§ Task directions:
Take the line containing "box: [411, 167, 440, 230]" and every line after it to the end of the data, and write them out exactly as they appear.

§ Records to use:
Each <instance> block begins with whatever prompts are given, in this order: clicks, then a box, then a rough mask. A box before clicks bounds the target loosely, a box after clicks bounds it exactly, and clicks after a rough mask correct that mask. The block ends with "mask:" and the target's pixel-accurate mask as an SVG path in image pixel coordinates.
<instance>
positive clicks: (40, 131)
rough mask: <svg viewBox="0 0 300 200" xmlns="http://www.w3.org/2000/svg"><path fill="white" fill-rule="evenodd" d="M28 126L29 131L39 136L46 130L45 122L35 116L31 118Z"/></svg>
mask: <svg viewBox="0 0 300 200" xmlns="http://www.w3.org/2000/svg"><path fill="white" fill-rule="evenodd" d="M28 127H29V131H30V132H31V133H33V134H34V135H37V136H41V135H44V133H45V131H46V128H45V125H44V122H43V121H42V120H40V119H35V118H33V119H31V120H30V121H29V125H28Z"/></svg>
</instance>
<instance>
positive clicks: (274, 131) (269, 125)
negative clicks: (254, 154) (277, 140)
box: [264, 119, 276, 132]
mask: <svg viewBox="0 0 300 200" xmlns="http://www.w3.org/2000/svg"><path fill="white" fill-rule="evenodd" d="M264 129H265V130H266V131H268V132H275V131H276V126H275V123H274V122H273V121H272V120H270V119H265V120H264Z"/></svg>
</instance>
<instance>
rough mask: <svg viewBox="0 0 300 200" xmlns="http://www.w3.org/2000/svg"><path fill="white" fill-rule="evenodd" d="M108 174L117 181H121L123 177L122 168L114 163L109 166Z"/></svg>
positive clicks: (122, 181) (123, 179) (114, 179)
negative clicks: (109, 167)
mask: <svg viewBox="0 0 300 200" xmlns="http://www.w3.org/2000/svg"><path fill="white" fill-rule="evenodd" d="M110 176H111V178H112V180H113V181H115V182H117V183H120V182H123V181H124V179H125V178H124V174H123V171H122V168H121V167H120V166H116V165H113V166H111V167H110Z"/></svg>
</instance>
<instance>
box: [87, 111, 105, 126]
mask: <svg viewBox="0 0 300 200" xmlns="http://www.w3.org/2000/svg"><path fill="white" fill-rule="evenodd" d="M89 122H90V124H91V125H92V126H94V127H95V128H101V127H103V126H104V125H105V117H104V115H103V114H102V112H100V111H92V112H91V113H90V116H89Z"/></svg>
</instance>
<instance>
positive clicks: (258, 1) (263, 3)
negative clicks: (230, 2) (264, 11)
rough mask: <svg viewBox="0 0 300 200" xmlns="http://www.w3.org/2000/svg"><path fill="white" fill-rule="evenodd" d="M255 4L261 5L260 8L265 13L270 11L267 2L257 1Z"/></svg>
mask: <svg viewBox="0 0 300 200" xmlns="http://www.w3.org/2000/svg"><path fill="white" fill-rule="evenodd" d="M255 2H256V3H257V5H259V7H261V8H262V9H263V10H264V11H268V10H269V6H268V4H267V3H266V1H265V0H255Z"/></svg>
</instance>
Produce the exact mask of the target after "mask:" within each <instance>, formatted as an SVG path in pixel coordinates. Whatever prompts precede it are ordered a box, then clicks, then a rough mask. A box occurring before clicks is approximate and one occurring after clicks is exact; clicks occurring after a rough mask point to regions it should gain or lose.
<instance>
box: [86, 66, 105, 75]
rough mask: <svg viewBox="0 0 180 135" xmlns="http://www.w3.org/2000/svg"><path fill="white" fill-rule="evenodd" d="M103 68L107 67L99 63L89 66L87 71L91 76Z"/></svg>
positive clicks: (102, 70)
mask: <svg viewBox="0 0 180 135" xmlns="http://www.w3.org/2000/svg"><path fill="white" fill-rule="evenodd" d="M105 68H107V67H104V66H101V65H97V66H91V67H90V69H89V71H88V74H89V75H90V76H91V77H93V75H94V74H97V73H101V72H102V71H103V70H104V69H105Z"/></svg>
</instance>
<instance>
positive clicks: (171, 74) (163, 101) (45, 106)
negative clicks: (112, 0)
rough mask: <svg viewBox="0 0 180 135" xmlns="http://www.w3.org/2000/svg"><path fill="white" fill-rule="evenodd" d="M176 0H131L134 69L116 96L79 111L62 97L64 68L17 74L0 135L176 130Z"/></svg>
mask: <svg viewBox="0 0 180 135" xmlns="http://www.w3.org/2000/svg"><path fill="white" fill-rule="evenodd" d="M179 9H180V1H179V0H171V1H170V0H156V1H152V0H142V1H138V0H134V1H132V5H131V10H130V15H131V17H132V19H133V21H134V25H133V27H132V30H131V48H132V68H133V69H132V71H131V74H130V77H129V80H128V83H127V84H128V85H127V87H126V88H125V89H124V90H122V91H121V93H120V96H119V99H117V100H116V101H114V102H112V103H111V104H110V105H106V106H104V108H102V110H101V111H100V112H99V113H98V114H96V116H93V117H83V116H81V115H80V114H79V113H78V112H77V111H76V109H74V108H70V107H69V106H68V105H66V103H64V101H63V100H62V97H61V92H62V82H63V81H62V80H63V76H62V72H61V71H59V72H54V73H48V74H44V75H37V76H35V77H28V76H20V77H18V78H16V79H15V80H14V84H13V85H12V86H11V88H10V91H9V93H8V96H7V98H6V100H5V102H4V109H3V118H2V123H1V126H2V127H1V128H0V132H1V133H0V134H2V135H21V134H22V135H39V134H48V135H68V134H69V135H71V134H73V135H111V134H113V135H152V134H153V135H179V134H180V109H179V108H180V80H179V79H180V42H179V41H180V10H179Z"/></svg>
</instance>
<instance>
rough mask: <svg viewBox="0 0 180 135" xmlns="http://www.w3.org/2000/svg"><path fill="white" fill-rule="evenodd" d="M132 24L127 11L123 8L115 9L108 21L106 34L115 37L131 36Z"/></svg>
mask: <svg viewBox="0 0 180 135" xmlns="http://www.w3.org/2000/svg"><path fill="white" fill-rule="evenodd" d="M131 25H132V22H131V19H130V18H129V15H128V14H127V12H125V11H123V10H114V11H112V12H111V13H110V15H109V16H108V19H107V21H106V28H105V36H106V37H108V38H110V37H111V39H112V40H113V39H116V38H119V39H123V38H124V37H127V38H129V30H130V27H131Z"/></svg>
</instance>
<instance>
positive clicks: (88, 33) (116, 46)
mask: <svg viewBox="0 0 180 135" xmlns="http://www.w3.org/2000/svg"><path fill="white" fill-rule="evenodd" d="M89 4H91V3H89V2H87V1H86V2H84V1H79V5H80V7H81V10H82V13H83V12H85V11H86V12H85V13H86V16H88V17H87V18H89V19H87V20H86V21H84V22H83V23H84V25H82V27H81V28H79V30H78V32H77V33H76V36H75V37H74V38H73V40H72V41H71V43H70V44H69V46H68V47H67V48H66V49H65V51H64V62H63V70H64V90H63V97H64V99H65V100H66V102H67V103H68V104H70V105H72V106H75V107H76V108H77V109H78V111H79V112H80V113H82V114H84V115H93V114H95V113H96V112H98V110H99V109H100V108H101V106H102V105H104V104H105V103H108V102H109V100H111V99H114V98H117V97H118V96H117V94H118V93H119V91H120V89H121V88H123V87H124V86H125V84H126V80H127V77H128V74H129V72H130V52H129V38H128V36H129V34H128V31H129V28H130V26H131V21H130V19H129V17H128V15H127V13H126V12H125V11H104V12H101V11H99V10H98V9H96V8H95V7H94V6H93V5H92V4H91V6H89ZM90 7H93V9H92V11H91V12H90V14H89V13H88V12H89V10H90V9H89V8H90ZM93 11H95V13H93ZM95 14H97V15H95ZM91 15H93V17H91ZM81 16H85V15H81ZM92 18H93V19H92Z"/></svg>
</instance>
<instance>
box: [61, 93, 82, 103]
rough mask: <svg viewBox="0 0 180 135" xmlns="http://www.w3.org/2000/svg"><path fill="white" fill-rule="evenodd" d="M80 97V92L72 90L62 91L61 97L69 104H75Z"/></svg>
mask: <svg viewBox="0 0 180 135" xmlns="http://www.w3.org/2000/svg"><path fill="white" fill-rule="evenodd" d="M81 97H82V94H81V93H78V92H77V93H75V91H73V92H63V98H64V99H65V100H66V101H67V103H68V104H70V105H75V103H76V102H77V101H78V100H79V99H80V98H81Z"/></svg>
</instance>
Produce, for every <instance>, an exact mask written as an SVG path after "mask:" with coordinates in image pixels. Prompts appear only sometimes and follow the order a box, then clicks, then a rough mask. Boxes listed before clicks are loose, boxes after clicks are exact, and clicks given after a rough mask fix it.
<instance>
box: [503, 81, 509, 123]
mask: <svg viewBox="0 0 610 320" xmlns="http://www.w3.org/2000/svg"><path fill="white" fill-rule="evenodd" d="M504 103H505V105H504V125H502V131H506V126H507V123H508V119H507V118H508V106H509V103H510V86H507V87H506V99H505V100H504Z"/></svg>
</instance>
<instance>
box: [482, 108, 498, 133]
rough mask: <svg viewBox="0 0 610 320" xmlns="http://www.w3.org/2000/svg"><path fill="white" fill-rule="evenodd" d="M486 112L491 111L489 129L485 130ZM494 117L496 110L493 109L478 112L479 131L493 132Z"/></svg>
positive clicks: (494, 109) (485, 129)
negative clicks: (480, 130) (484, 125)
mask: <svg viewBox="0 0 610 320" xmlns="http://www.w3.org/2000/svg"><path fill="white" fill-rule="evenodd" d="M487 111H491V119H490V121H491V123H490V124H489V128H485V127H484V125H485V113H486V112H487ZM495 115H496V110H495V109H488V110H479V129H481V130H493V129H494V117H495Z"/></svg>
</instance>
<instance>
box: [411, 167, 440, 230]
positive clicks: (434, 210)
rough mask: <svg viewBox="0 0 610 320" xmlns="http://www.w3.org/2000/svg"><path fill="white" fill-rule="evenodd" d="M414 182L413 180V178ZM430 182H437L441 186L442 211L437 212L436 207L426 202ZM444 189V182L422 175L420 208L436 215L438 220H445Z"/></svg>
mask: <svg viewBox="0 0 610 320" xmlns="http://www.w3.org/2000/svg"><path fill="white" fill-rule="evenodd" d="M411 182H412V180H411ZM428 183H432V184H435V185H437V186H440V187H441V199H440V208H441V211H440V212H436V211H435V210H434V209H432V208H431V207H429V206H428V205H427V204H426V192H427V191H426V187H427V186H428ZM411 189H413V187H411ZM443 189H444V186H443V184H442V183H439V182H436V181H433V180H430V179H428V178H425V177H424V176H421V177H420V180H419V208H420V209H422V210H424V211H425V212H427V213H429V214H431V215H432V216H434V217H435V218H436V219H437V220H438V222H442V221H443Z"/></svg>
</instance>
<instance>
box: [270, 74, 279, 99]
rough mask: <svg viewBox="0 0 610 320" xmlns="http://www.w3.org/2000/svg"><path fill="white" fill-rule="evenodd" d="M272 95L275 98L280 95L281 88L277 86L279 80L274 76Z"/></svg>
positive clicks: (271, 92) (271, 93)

§ Solution:
box: [411, 167, 440, 230]
positive clicks: (434, 210)
rough mask: <svg viewBox="0 0 610 320" xmlns="http://www.w3.org/2000/svg"><path fill="white" fill-rule="evenodd" d="M414 182L413 180V178ZM430 182H437L441 186L442 211L437 212L436 207L426 202ZM444 189V182L422 175L420 208L436 215L438 220H445Z"/></svg>
mask: <svg viewBox="0 0 610 320" xmlns="http://www.w3.org/2000/svg"><path fill="white" fill-rule="evenodd" d="M411 182H412V180H411ZM428 183H432V184H435V185H437V186H440V187H441V199H440V208H441V211H440V212H436V211H435V210H434V209H432V208H431V207H429V206H428V205H427V204H426V192H427V191H426V187H427V186H428ZM411 189H413V187H411ZM443 189H444V186H443V184H442V183H439V182H436V181H433V180H430V179H428V178H425V177H424V176H421V177H420V180H419V208H420V209H422V210H424V211H425V212H427V213H429V214H431V215H432V216H434V217H435V218H436V219H437V220H438V222H442V221H443Z"/></svg>
</instance>
<instance>
box: [270, 74, 279, 99]
rough mask: <svg viewBox="0 0 610 320" xmlns="http://www.w3.org/2000/svg"><path fill="white" fill-rule="evenodd" d="M272 95L275 98L280 95L281 88L277 86L279 80L274 76Z"/></svg>
positive clicks: (271, 92) (271, 93)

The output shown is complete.